Task details: Take each line of the material that includes "below" and copy it.

Provided material:
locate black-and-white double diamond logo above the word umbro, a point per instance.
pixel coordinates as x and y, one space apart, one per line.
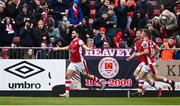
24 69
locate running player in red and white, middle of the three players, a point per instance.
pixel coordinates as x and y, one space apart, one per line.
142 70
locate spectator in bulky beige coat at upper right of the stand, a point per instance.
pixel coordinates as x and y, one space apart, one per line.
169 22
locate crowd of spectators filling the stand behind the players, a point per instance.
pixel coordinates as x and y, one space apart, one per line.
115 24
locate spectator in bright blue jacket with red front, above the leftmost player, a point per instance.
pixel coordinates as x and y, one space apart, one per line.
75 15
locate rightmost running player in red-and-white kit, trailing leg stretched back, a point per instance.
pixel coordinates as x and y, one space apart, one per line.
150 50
...
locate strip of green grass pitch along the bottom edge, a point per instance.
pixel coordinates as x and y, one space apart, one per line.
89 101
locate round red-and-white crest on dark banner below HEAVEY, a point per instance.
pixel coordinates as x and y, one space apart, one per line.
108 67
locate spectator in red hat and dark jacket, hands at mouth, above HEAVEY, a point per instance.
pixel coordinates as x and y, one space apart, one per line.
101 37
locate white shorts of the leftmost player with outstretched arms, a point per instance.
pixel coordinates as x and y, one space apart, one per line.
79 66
==
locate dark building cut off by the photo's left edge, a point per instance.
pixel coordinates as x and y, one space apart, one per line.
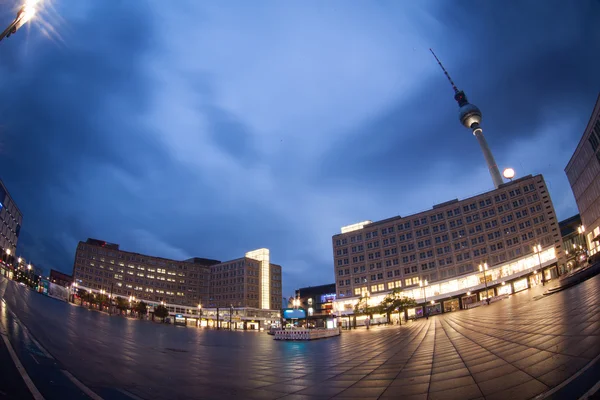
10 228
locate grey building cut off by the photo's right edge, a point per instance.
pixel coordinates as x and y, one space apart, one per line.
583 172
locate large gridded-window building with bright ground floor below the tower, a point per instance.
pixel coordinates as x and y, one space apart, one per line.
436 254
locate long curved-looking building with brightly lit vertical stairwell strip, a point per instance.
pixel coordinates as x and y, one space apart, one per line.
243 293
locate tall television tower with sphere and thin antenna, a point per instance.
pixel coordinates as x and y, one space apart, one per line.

Written answer:
locate round red-and-white crest on dark banner below HEAVEY, a point per instance.
locate large gridded-window building with bright ground floor below the tower, a point per instance.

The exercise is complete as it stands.